A few years ago a friend and fellow collector, Fran, sent me a list of American pony books she had for sale. At that point, I’d read only the American books that were in print in the UK: Walter Farley, Mary O’Hara, Rutherford Montgomery and Wiliam Corbin. I had no idea at all what books to go for in the long list of authors I’d never heard of, so I asked Fran to pick out ones she thought were the best, and a bag of books made its way by M-bag over the Atlantic. I spent a marvellous few weeks reading my way through them all.


If ever Fran tells me a book is good, I believe her. There wasn’t a duff one in that bag, and in it were several titles by Jessie Haas. There was Runaway Radish, which is an absolute charmer of a book, with wonderful illustrations by Margot Apple. Jessie’s first book, Keeping Barney, was also in there, and its sequel, A Horse Called Barney. I loved them all, and enthused about them so much I sold them all in my next catalogue.


Several of her books are obtainable through Amazon, and I can thoroughly recommend them. She writes for all ages from picture books for the youngest children to books for teenagers. I only wish that the picture books had been around when my own children were small, as my (unsuccessful) campaign to indoctrinate them into the wonders of The Horse might have stood more chance of success.


Of her books currently in print, Sugaring and Appaloosa Zebra are both pitched at the youngest children. Appaloosa in particular is a dream of bliss for a small child who loves ponies. Birthday Pony and Jigsaw Pony are proper books, aimed at the 8-10s. They have dustjackets and cover illustrations that do not assume the reader is a brainless lover of cutesome fluff. My daughter, who is not a pony child, picked these up of her own accord and read them, even though they are technically a bit young for her.


Jessie Haas has plenty of books in the pipeline. She lives in Vermont, in a tiny house in the woods she and her husband built themselves. It still has outdoor plumbing “you can get used to almost anything, including an outhouse at twenty below, and it's amazing how much self-control it teaches!”

[Dataset items]

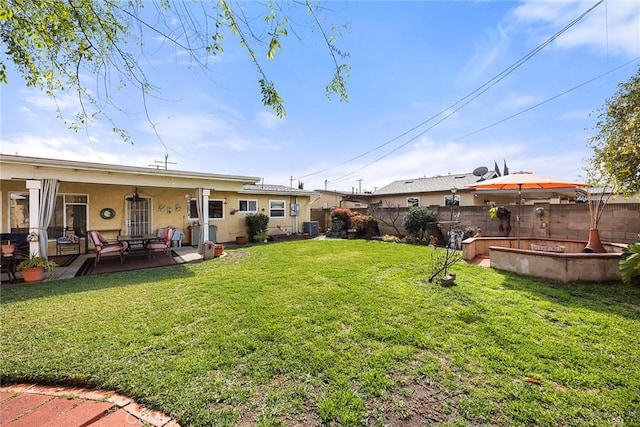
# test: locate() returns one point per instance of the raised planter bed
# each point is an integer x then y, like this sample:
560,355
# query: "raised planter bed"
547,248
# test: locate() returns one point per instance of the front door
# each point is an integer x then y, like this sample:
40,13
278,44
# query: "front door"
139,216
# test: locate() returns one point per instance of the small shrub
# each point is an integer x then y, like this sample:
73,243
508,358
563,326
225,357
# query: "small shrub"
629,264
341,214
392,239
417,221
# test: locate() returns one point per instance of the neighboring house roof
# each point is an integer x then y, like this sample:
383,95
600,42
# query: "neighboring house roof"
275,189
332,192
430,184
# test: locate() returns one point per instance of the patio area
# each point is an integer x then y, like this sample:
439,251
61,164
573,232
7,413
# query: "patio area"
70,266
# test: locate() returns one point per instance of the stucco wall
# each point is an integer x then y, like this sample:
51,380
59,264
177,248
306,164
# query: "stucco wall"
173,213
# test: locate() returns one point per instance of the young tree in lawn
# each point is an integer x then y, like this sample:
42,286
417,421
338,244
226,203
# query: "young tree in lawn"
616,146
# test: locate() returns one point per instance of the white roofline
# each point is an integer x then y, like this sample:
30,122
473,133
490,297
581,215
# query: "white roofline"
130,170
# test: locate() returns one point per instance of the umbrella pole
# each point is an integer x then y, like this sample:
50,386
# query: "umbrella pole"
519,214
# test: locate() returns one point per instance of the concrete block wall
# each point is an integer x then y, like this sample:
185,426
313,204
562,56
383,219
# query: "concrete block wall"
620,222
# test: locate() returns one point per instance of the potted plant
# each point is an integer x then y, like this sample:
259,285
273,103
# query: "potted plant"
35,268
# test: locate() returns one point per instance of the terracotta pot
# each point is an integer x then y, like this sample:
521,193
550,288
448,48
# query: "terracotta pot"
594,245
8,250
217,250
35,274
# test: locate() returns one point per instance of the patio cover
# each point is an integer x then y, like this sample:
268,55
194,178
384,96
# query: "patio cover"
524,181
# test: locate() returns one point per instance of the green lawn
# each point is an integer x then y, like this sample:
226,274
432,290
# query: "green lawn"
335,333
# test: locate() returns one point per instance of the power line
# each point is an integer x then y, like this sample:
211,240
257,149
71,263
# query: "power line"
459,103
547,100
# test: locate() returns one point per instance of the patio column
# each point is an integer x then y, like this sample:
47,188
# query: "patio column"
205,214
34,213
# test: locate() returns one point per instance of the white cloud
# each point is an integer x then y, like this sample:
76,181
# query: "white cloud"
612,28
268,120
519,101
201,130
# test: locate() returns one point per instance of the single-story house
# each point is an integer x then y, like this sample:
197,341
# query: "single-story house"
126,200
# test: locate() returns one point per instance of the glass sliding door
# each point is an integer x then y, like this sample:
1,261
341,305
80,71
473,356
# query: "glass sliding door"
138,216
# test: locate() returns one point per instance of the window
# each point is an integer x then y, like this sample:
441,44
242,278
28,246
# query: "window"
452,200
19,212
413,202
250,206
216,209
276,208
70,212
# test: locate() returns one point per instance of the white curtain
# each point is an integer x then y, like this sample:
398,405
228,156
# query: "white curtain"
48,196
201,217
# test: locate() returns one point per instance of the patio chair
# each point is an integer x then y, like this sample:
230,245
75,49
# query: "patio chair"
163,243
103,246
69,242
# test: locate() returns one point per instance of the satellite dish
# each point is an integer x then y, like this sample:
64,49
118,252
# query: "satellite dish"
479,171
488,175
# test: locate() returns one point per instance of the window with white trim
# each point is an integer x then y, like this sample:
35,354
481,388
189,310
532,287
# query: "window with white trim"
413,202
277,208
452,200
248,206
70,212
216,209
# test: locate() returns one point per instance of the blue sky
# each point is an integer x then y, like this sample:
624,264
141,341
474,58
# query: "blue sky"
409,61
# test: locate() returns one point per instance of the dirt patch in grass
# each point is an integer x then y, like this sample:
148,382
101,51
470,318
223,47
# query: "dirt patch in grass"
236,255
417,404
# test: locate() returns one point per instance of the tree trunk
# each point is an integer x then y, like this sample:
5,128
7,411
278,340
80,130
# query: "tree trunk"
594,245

---

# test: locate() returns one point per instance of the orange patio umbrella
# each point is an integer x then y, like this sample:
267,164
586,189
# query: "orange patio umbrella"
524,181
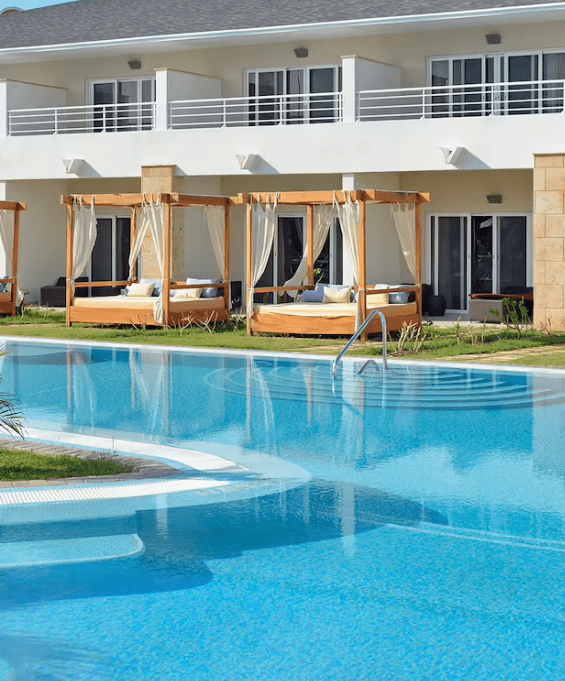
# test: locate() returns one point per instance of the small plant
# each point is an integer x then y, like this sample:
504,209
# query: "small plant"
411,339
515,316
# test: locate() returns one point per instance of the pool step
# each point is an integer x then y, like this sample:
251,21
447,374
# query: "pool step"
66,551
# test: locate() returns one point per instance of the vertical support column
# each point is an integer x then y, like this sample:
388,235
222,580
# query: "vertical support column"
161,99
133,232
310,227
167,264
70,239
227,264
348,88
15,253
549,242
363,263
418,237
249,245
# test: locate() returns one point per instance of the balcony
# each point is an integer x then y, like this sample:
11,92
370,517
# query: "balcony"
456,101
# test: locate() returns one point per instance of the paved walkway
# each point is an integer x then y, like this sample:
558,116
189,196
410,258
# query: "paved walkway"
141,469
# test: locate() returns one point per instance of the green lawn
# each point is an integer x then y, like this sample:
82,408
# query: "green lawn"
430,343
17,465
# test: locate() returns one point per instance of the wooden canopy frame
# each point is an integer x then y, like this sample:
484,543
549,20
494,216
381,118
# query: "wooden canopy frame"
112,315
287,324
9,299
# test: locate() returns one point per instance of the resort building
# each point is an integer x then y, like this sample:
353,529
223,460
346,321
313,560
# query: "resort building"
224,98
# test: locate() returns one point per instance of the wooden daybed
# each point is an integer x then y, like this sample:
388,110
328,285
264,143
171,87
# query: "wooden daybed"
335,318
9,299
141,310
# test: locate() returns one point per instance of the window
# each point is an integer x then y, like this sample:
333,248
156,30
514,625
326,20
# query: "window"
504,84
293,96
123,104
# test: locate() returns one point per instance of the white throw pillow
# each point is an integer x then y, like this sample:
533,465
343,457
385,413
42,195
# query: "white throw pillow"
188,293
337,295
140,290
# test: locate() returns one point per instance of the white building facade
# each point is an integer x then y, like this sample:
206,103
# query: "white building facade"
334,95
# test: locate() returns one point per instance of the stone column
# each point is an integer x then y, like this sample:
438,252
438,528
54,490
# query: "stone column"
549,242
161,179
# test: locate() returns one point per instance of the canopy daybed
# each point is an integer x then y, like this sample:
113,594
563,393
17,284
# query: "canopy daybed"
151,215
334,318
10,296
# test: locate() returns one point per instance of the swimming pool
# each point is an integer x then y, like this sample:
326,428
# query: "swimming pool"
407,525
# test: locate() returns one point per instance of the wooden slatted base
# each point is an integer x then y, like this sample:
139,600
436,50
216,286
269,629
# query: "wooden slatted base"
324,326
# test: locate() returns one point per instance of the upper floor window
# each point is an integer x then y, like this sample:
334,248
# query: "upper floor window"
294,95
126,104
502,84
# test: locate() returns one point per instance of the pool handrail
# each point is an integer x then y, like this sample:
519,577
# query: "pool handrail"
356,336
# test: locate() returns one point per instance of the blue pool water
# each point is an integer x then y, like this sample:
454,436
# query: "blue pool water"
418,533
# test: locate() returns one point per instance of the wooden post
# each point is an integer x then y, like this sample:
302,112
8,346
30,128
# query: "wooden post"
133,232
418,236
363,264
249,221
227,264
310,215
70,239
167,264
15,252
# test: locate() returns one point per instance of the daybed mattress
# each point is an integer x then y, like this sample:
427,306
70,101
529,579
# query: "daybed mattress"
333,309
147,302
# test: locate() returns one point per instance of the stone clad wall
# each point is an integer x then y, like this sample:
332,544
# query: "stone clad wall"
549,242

* * *

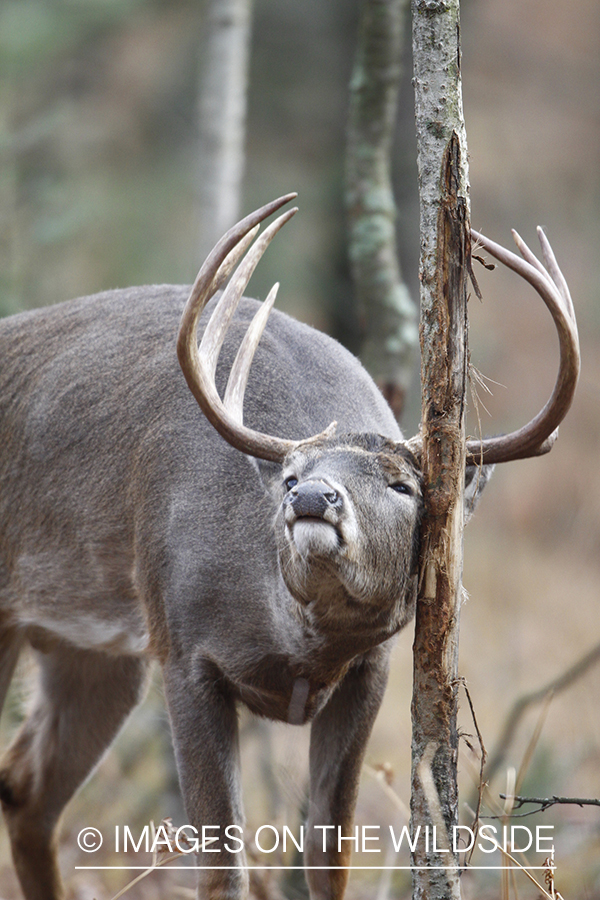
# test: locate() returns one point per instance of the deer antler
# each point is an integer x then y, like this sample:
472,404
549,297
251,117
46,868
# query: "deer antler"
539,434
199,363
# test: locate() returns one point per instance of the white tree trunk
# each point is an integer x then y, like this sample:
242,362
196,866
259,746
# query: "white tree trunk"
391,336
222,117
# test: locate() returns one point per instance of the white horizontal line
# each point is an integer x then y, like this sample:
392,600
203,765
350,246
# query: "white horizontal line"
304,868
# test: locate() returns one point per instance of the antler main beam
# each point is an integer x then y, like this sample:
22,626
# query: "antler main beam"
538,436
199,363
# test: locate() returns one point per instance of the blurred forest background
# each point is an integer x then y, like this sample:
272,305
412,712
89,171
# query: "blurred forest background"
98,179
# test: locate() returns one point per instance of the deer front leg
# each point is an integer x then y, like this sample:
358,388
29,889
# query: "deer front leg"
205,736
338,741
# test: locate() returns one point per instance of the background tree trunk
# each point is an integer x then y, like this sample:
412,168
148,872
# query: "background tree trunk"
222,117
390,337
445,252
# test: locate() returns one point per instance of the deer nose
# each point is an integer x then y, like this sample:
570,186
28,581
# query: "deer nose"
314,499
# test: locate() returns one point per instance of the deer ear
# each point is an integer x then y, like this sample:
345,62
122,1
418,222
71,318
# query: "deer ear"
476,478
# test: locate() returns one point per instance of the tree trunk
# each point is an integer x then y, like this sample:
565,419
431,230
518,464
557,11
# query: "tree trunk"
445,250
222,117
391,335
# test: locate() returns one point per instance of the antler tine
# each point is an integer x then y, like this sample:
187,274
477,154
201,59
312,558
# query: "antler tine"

## Task details
Update the piece about Jessie Haas's books by copying it out starting at "Several of her" and ending at "chance of success.", with "Amazon" swapped for "eBay".

## Task answer
Several of her books are obtainable through eBay, and I can thoroughly recommend them. She writes for all ages from picture books for the youngest children to books for teenagers. I only wish that the picture books had been around when my own children were small, as my (unsuccessful) campaign to indoctrinate them into the wonders of The Horse might have stood more chance of success.